Selected text:
*-*-*

Where Have We Heard This Before?

COINTELPRO is an acronym that will forever be etched into the history of the 20th century civil rights movement. This FBI covert operation was aimed at disrupting and taking down the leadership of major groups within the struggle ultimately to “neutralize” the work and prevent any possible progress for Black liberation. Inserting agent provocateurs into the camps was a common strategy of the operation. These provocateurs used more than surveillance measures. Their work led to the murder of Black leaders like Fred Hampton who was gunned down in his bed, in his own home by Chicago Police Officers. You must understand this history to understand the conversations going on during this current protest. White supremacists are still at work destroying buildings during this current uprising and trying to derail the movement.

We are suspicious of violence within protests because of operations like COINTELPRO. We absolutely should be. Black people want justice. We demand liberation. We have no inherent desire to destroy property or harm other human beings. HOWEVER, I think it is time that we add some nuance to these narratives that approach what we are seeing with the need to legitimize an old and worn out trope of “good and peaceful Black people.” This is particularly important because this current movement is in danger of being destabilized by a desire that has never worked for us and has historically harmed us. It has always been, in addition to white supremacist operatives, the exercise of the “good Negro” that has crushed Black uprisings. Those who benefit from “securing and calming the city” have also included those who scratch their heads and shuffle their feet while the masses continue to be downtrodden. The governor of Minnesota is asking for national military presence in Minneapolis white Black leaders stand by his side! This will usher in the potential for further harm to Black people. Further, it is good Negroes who give license to liberal white politicians to pacify leaders in the heat of the moment with no real improvements to the Black community put into place in the years following.

The destruction of property and violence you are witnessing in cities across America is not solely the work of agent provocateurs or white supremacist, though there is significant evidence to prove some are at work. But, Black people are tired. The new faces of people you “have never seen before” could very well be an awakened number of Black people who for the first time in their lives decided to put their lives on the line by going out into the streets. This is not totally the work of outside agitators. Just because you’ve never seen them before does not mean that they are not native citizens of a city of thousands. That is why it is so important that we not let the actions of white supremacists be so superimposed on this revolution so as to silence our cries. Black people have been agitated by injustice for far too long. What really must stop is the true source of the agitation. Yes, I’m concerned about organized operations against protestors but we must ask ourselves why the sudden shifting from the murders to this major discussion about “loss of property” and “outside agitators”? Is it not possible that genuine anger, genuine pain, has stirred otherwise peaceful citizens to the point where they feel they have nothing left to lose? I agree with my girlfriend who asked these questions: What’s a peaceful protest in Atlanta? Is it one where they go eat at Paschal’s afterwards?”

*-*-*

Raw data:

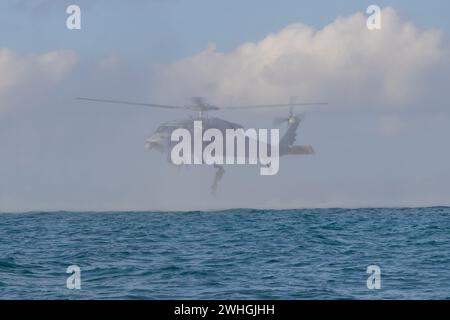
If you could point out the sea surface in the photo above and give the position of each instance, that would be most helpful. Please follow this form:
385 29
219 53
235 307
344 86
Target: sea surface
234 254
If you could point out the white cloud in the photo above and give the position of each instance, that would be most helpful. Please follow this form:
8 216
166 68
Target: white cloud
23 75
344 63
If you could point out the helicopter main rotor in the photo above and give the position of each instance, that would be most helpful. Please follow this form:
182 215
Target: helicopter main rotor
201 106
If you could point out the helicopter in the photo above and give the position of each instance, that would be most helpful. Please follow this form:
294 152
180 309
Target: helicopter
161 140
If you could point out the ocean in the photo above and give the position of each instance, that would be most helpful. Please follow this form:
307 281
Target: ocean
233 254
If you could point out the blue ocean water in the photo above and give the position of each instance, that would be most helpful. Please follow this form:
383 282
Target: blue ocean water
235 254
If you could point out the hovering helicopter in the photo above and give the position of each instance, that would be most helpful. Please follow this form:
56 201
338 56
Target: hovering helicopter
161 141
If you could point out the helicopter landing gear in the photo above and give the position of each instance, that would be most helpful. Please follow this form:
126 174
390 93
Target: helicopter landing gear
219 174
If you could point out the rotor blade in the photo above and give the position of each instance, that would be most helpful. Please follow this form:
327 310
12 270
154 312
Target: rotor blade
275 105
133 103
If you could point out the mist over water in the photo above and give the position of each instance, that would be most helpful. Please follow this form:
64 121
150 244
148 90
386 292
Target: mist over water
234 254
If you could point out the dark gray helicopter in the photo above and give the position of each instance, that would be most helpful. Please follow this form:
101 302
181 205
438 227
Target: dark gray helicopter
160 140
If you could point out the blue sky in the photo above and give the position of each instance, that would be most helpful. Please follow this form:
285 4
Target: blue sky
381 142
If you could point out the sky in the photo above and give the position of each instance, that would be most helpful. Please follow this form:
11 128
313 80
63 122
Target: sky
381 141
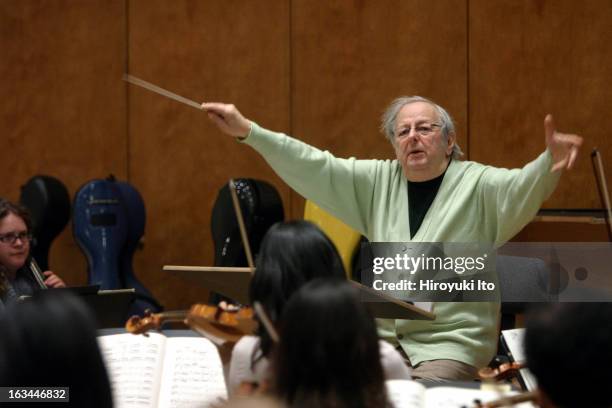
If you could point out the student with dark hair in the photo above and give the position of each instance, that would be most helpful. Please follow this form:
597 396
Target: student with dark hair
569 350
328 354
291 254
50 341
15 236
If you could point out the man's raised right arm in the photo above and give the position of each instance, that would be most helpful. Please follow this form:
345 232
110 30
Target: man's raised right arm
344 187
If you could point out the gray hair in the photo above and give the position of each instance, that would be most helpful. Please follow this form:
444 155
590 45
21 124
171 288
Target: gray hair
387 125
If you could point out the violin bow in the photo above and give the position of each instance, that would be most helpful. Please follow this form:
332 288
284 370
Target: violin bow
602 187
37 273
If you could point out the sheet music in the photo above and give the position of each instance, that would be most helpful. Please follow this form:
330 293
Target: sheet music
133 364
193 374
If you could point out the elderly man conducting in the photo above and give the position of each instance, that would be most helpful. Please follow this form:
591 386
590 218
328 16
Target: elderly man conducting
426 195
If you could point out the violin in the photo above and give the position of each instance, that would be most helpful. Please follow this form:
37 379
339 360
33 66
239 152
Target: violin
229 323
503 372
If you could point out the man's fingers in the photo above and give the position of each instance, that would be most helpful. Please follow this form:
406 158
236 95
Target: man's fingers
549 128
572 159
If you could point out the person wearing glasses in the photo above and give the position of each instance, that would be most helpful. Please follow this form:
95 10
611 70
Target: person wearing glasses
426 195
16 279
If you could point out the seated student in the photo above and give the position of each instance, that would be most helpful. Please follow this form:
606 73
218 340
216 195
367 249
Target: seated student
291 254
328 354
15 277
569 350
49 340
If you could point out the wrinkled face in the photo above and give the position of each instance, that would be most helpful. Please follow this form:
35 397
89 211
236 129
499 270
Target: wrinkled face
13 256
419 144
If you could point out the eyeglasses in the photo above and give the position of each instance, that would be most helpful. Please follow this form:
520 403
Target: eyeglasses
424 129
12 237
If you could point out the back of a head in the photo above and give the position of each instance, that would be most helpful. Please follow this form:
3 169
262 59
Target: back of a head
328 354
291 254
568 349
50 340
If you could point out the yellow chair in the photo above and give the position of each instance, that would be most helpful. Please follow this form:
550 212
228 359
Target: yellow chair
344 237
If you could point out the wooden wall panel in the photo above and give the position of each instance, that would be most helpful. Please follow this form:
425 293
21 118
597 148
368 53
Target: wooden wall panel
350 59
63 110
532 57
205 50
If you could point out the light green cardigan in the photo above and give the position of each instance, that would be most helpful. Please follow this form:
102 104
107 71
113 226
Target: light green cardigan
475 203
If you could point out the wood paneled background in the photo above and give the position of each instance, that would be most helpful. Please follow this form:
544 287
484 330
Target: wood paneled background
321 71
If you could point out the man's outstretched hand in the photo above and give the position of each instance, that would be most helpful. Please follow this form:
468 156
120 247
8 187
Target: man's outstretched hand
228 119
562 146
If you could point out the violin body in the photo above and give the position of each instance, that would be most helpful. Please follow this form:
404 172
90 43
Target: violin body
228 324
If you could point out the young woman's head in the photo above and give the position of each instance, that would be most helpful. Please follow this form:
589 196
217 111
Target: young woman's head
14 236
328 355
291 254
50 340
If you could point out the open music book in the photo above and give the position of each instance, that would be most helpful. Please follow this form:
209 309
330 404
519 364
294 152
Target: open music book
411 394
160 371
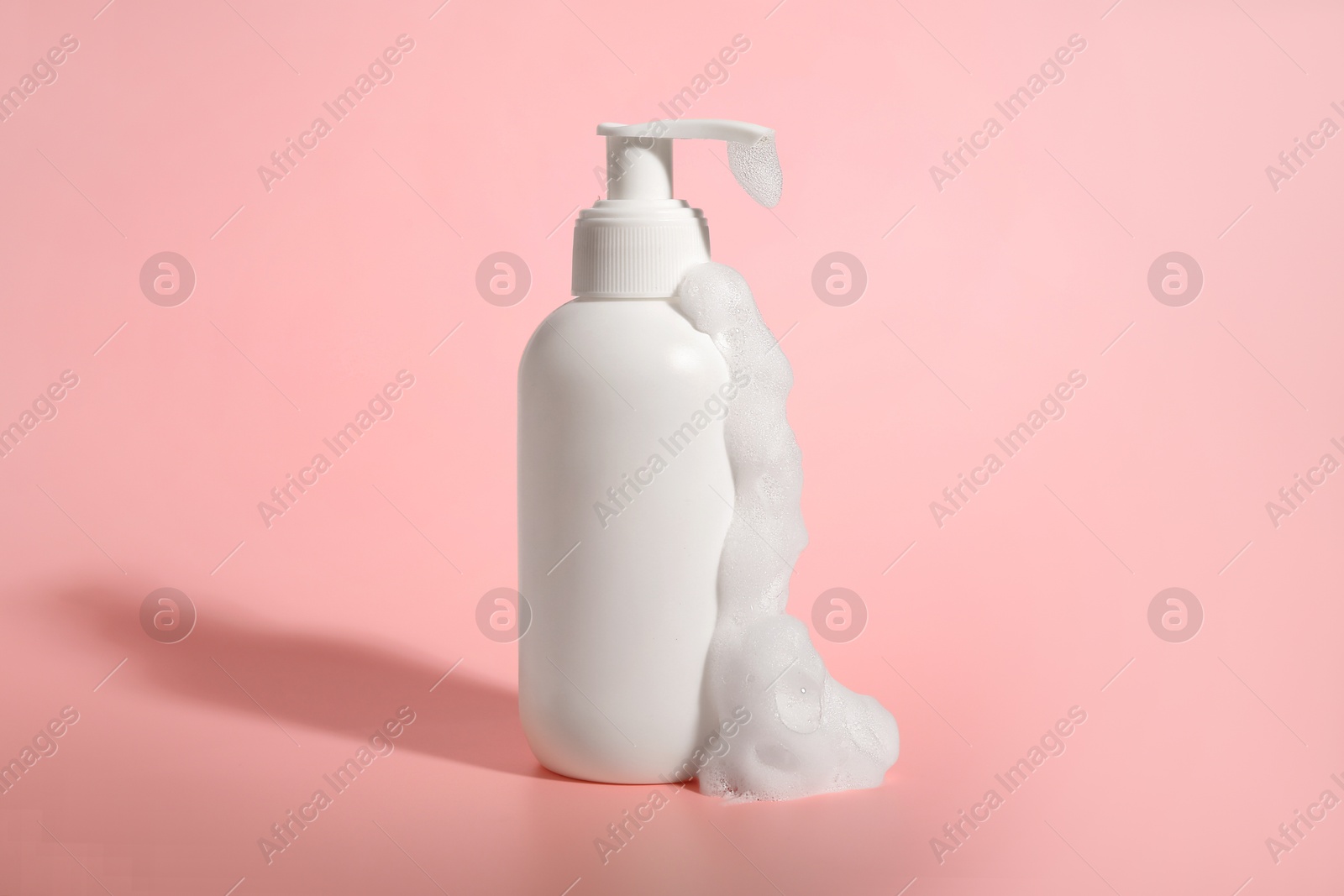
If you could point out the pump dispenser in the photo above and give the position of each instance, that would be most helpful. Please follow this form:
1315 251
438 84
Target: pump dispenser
625 490
659 511
640 241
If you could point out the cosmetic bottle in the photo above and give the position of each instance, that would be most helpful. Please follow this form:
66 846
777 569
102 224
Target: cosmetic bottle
624 485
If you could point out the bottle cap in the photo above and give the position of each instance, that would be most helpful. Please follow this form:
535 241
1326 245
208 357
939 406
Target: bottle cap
640 241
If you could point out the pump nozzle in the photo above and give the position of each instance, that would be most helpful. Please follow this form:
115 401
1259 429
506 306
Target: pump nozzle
638 157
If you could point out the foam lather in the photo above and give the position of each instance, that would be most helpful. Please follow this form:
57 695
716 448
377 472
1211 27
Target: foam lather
808 732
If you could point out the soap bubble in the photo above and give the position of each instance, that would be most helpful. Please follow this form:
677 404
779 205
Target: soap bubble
757 168
806 732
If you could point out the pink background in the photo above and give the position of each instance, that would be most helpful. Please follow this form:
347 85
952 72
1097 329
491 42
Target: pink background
309 297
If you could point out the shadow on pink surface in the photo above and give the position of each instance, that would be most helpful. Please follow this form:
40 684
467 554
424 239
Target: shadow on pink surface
308 680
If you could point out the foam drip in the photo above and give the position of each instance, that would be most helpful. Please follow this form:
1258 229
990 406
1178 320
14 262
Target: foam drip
757 168
808 732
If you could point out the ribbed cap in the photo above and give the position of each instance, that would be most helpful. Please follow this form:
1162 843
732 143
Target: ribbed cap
638 249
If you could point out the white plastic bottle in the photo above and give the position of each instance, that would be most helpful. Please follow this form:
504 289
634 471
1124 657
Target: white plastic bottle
625 492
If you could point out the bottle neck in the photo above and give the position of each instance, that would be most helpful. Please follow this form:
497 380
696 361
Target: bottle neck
638 248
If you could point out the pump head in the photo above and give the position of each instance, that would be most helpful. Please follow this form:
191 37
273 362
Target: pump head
638 242
638 157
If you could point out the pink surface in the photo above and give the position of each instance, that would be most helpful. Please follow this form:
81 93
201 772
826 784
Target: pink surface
983 296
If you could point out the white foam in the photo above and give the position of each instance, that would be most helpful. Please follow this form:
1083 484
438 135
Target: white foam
757 168
808 732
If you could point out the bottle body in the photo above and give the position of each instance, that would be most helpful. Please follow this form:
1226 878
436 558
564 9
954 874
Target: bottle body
625 496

*-*-*

Exercise: Transcribe the part of the COINTELPRO essay above starting with "Where Have We" and going on through "derail the movement.".

Result of this task:
Where Have We Heard This Before?

COINTELPRO is an acronym that will forever be etched into the history of the 20th century civil rights movement. This FBI covert operation was aimed at disrupting and taking down the leadership of major groups within the struggle ultimately to “neutralize” the work and prevent any possible progress for Black liberation. Inserting agent provocateurs into the camps was a common strategy of the operation. These provocateurs used more than surveillance measures. Their work led to the murder of Black leaders like Fred Hampton who was gunned down in his bed, in his own home by Chicago Police Officers. You must understand this history to understand the conversations going on during this current protest. White supremacists are still at work destroying buildings during this current uprising and trying to derail the movement.